** start STORED RECORDS **
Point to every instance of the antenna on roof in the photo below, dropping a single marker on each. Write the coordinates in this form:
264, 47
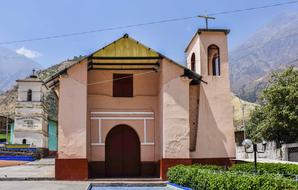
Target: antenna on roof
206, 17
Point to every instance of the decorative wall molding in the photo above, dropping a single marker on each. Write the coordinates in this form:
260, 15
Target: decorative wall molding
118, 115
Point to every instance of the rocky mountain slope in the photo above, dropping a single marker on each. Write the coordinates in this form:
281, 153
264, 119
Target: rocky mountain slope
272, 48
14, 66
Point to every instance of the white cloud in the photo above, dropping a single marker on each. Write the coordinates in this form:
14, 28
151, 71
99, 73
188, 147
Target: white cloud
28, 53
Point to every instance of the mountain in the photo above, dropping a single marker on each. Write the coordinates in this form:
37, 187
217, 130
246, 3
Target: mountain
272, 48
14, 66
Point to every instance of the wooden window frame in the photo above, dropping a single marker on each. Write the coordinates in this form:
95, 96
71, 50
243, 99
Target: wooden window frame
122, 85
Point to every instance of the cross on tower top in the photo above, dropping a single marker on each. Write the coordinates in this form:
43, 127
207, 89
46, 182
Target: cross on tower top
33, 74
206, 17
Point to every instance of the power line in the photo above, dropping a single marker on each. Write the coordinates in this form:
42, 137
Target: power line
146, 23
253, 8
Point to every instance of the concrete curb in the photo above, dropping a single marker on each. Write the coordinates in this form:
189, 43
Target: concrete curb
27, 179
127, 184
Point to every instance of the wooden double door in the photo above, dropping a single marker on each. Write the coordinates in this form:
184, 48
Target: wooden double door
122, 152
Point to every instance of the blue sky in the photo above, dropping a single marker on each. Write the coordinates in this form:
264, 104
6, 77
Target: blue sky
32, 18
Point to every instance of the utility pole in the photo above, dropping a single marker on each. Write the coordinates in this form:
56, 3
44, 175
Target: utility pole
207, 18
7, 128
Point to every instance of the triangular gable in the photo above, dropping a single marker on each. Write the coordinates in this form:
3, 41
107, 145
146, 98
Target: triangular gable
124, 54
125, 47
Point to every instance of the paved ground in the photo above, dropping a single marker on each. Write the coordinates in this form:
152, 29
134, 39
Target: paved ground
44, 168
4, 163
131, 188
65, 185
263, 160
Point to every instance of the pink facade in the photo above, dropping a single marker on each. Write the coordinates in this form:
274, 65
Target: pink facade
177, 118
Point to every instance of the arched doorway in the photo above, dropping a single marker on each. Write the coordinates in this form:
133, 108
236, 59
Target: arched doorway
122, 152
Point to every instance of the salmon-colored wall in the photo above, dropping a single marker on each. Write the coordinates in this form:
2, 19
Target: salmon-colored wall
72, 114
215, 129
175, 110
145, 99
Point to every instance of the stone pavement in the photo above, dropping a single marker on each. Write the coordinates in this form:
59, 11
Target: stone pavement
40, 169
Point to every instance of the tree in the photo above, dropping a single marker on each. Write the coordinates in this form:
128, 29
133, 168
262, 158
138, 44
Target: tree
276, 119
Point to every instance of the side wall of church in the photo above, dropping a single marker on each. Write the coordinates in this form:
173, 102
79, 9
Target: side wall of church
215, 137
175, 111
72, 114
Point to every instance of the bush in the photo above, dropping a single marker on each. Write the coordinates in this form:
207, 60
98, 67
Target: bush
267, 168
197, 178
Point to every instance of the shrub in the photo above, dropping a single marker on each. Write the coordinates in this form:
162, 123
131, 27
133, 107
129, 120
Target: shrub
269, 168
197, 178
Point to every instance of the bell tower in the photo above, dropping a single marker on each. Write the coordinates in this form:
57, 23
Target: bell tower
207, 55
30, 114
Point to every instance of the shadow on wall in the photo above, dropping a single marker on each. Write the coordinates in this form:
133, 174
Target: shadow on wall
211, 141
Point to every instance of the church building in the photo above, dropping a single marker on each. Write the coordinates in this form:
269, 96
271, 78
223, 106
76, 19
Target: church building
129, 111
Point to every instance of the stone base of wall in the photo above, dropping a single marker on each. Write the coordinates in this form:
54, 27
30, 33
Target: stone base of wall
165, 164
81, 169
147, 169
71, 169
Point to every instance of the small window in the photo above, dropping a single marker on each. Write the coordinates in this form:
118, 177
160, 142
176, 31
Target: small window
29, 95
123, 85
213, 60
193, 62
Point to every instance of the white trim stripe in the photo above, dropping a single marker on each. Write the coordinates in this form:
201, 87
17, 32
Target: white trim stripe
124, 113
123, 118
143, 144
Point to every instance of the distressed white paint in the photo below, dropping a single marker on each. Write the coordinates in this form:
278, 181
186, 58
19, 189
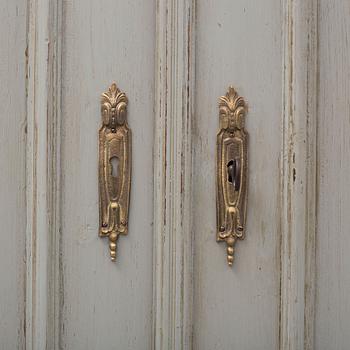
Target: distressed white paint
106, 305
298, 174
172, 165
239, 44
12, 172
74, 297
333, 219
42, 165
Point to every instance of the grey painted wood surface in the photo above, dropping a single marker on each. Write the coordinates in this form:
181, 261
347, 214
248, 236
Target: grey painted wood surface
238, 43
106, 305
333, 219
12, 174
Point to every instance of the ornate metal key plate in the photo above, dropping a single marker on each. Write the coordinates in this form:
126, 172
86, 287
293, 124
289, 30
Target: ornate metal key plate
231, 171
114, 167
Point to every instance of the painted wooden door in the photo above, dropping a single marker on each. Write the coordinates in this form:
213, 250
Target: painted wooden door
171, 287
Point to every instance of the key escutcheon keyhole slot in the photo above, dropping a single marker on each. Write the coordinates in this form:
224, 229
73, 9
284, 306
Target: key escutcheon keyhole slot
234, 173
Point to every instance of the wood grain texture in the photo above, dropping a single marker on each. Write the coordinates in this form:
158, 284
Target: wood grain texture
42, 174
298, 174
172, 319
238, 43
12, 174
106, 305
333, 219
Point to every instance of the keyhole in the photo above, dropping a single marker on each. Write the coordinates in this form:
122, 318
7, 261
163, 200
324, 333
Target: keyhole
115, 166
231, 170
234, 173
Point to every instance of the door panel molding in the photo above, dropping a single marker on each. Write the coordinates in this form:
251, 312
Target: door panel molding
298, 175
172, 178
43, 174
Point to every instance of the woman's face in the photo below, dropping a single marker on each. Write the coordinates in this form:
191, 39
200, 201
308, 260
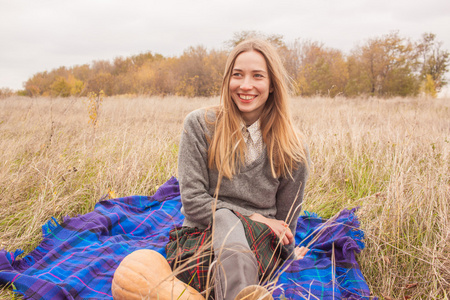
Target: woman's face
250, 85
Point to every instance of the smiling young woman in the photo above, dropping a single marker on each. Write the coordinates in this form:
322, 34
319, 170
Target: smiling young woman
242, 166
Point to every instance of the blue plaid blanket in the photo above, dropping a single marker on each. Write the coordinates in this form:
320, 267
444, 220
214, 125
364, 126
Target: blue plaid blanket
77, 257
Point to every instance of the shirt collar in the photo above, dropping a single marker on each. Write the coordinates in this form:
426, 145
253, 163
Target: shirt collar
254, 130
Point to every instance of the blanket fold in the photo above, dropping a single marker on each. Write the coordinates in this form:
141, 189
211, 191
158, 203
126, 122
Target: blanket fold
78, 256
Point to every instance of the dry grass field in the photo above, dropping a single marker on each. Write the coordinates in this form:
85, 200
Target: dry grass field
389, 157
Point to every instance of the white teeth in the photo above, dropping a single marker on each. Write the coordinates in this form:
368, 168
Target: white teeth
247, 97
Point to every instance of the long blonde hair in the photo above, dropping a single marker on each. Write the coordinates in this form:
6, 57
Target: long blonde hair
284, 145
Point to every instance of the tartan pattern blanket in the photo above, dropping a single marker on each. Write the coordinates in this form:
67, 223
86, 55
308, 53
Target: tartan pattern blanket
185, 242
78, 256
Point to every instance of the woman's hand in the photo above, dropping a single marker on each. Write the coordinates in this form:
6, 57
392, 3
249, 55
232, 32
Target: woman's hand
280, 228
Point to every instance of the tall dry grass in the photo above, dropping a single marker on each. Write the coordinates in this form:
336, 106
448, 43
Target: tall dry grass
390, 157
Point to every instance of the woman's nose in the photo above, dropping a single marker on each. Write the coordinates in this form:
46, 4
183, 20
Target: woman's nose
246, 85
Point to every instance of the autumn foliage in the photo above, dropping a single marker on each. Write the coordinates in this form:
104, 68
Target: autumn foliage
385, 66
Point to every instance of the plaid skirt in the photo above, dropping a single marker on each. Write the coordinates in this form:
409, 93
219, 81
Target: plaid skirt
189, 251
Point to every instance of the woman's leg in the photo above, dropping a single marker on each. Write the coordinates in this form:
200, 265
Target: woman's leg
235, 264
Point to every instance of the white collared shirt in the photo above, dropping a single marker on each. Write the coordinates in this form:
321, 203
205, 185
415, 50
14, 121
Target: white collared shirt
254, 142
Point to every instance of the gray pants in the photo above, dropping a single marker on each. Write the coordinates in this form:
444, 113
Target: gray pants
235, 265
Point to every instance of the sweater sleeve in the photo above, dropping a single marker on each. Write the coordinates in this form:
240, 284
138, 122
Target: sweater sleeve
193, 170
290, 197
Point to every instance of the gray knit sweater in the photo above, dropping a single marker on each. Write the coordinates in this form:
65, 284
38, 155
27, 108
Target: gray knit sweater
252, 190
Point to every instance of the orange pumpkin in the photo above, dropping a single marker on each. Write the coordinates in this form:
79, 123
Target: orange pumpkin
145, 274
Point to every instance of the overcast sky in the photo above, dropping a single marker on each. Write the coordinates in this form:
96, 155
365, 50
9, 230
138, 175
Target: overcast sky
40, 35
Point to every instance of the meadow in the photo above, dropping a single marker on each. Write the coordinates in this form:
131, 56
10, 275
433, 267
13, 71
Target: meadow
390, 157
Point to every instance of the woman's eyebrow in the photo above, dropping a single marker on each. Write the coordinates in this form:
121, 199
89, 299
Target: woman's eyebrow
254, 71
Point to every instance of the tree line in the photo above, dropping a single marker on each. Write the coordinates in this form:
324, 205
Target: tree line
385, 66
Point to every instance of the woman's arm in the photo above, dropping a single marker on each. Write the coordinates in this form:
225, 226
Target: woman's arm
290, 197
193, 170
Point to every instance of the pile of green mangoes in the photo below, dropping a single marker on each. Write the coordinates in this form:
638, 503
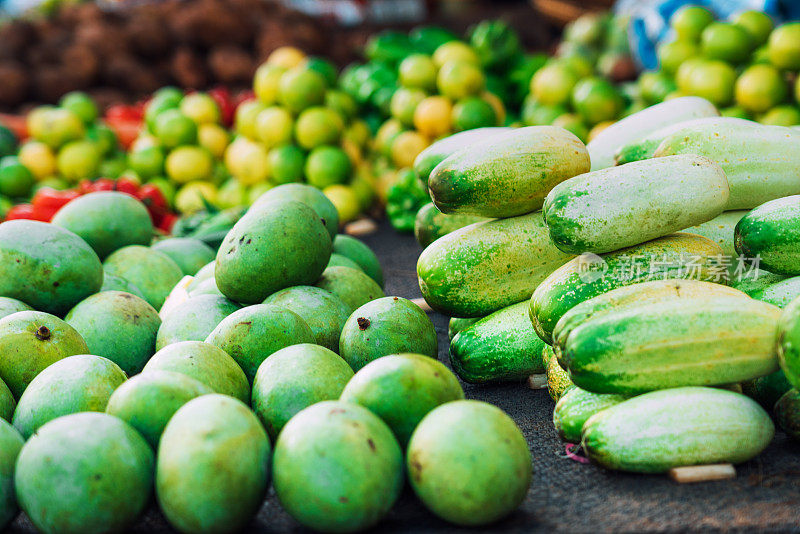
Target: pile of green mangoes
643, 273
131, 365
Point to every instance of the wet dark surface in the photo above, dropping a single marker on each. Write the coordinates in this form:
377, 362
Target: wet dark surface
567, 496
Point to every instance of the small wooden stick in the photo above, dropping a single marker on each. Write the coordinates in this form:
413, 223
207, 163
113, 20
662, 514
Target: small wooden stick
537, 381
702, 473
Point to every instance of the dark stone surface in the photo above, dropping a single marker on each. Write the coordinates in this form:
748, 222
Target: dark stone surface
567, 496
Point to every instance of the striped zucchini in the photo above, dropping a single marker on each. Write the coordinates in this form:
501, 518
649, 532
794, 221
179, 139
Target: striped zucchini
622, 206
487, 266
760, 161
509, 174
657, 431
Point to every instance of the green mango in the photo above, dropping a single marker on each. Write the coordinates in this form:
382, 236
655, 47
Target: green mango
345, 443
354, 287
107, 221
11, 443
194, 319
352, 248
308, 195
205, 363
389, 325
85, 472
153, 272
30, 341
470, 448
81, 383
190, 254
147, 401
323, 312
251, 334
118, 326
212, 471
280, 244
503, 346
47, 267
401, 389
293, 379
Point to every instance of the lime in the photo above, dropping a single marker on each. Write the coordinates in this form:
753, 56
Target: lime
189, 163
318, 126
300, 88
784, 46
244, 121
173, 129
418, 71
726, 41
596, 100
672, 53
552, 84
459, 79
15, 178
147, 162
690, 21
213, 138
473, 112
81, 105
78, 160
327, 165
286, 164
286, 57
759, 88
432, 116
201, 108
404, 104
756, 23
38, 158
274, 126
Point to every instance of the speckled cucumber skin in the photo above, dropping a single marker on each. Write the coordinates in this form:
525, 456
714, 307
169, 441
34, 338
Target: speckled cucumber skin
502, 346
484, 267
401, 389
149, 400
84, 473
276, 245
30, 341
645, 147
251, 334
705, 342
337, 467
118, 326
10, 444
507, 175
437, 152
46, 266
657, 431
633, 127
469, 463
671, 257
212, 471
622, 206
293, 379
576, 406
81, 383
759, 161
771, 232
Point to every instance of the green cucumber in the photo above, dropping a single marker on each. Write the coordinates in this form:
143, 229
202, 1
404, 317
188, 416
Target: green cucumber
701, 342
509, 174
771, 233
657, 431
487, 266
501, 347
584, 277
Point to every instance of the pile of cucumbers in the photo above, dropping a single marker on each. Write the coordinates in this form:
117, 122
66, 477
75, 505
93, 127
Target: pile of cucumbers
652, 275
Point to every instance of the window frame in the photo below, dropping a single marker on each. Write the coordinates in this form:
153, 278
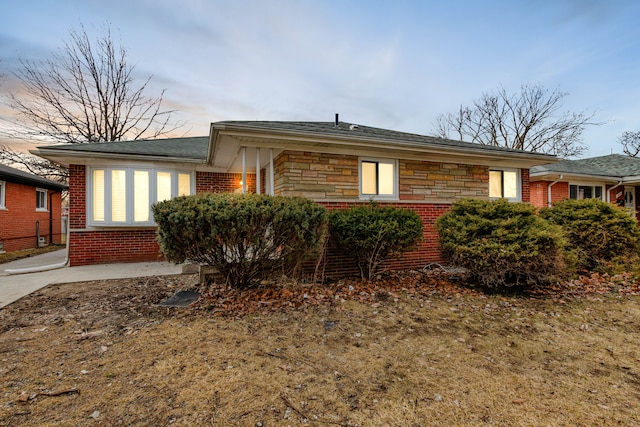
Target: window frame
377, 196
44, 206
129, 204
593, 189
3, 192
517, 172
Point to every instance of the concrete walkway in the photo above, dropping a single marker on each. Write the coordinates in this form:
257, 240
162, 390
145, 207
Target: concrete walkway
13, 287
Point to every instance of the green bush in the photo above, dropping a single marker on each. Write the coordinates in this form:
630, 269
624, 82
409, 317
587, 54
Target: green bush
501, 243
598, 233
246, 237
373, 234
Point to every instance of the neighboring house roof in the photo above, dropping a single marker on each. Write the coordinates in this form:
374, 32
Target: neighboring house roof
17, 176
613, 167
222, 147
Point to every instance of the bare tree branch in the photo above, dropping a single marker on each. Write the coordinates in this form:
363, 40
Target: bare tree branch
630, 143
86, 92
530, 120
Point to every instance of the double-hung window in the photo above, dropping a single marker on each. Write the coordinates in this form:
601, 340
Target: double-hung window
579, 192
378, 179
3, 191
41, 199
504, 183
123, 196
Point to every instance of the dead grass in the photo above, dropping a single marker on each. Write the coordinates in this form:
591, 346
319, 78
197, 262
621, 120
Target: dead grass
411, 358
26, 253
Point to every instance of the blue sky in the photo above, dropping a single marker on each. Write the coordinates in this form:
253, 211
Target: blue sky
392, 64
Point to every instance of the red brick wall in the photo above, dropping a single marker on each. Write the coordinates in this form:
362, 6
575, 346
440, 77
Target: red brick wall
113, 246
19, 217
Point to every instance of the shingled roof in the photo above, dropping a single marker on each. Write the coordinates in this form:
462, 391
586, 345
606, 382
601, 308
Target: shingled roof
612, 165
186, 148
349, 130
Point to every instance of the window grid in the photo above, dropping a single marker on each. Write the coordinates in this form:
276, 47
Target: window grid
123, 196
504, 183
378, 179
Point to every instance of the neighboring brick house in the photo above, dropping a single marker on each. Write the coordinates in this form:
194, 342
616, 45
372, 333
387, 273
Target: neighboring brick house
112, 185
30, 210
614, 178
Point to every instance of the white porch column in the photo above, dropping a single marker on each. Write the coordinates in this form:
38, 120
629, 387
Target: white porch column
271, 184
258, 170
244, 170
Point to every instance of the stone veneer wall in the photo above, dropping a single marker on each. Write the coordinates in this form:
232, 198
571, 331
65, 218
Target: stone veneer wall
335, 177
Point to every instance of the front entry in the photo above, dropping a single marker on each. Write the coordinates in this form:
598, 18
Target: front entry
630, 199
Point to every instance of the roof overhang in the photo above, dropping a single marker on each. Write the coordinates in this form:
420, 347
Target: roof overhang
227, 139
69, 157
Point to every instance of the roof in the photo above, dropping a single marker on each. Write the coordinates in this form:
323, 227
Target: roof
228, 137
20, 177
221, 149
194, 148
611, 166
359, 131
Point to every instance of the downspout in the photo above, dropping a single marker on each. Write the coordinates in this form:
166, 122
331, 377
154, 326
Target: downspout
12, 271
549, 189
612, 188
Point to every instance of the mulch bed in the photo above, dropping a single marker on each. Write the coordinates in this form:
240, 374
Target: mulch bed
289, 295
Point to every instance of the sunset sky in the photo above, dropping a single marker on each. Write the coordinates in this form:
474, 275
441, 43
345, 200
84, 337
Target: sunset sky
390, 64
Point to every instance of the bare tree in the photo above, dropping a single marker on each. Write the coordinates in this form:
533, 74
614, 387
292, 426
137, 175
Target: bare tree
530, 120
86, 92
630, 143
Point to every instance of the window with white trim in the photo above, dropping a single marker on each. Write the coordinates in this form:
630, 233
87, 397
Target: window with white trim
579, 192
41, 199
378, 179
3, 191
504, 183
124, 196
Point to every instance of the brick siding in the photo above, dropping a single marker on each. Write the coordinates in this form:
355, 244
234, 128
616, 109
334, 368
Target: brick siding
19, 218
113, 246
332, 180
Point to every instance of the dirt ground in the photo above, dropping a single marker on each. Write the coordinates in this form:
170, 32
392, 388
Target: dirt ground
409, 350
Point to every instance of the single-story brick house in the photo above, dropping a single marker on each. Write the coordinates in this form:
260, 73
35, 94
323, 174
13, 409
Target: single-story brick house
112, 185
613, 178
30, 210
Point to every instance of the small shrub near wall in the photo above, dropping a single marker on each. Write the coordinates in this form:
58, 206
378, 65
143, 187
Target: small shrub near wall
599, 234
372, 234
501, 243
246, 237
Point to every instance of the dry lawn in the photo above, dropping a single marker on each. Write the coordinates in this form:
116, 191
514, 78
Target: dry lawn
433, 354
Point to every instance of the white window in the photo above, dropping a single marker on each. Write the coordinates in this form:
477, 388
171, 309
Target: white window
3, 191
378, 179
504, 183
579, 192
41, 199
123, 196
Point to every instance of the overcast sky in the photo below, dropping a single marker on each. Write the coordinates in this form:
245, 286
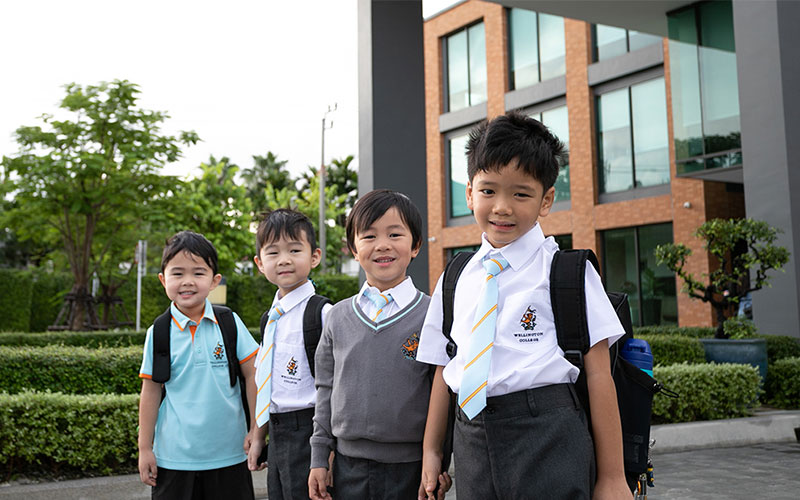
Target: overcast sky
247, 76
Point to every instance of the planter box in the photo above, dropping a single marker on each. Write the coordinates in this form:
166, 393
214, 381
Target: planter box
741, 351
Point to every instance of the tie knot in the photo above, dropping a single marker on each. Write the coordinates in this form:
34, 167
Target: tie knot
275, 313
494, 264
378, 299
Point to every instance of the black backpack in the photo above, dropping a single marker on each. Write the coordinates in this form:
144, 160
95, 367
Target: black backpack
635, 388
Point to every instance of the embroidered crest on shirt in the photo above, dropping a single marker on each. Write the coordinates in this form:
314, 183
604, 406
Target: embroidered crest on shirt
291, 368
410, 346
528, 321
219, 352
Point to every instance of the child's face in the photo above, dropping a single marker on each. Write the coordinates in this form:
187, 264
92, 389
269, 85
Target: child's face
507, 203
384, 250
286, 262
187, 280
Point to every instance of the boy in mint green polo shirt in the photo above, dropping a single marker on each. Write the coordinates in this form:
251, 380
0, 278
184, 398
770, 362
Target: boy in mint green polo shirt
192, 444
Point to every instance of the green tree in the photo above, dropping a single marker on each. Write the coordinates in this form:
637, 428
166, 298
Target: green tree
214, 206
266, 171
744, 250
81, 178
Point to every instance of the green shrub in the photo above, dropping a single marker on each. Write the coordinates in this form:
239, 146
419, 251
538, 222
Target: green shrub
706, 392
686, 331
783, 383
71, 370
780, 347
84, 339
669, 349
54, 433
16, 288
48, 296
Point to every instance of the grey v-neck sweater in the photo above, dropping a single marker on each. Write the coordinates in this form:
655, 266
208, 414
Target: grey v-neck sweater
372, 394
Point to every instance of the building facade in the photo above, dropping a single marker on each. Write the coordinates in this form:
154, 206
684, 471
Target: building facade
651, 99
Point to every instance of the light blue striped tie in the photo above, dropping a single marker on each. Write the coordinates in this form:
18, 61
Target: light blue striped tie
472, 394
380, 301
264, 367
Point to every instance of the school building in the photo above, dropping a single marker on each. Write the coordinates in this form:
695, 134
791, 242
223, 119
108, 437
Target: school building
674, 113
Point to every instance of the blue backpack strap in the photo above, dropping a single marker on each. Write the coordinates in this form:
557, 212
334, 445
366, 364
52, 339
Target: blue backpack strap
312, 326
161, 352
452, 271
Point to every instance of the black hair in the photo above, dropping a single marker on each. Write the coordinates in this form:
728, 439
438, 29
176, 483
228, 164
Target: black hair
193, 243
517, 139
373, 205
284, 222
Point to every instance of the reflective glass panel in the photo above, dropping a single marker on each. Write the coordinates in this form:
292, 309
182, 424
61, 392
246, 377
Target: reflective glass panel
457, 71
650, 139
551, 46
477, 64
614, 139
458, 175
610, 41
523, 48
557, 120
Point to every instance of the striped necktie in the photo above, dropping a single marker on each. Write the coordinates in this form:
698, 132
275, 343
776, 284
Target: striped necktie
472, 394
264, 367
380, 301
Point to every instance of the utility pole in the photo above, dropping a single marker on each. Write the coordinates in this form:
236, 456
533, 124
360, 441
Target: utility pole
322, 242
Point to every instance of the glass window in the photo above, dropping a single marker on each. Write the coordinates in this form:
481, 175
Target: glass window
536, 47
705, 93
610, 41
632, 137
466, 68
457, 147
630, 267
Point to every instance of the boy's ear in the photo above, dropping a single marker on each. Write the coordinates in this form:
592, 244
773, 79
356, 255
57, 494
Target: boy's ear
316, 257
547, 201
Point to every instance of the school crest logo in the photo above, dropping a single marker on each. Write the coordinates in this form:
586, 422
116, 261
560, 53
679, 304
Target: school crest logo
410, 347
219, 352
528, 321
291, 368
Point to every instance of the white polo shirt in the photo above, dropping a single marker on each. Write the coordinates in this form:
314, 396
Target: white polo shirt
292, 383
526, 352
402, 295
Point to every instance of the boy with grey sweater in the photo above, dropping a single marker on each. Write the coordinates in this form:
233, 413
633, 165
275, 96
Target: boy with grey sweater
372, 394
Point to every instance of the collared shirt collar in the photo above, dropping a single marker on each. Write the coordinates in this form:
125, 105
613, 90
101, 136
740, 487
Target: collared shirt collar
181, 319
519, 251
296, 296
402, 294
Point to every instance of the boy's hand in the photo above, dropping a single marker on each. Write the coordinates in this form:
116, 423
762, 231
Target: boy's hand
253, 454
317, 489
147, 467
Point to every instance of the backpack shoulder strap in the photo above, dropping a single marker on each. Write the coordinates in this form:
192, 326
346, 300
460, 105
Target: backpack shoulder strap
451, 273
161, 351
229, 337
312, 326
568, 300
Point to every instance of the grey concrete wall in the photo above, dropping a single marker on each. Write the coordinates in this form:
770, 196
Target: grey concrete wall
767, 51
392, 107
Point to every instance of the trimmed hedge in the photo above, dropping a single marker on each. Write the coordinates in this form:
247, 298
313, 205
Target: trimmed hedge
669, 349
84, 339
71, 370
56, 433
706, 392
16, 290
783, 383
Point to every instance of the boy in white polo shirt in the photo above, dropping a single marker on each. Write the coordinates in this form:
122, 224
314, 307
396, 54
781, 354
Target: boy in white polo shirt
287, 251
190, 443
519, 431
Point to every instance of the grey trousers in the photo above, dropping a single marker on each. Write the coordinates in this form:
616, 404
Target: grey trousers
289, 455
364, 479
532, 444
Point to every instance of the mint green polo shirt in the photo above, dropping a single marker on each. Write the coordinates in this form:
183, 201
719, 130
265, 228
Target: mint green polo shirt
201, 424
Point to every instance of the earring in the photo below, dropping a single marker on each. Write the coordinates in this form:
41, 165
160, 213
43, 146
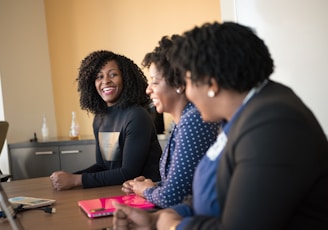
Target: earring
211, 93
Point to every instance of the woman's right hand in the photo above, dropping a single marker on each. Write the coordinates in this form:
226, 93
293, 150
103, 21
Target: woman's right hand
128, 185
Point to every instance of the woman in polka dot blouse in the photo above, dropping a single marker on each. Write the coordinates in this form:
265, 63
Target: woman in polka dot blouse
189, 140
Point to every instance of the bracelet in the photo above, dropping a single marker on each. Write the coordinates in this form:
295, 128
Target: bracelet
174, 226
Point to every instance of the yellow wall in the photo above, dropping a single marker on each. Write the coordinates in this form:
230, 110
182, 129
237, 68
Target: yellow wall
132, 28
** end STORED RECORDS **
Starting with the line that contains "Point to every instance of the woman in", output every line through the end of the listing above, unchanged.

Point to every instance of the woman in polka dot blouse in the photo above, dropping a single marker on each. Write the coordinates in this form:
265, 63
Target: woman in polka dot blouse
189, 140
Point to every instance of the bracelet in the photo above, dropping a single marker on each. Write the coordinates in this form:
295, 128
Target: bracelet
174, 226
Point to every instance of the yellow wall in the photo above, dropping a single marker on each. Write the coordinates in this form:
230, 110
182, 129
237, 68
Target: yellow wall
132, 28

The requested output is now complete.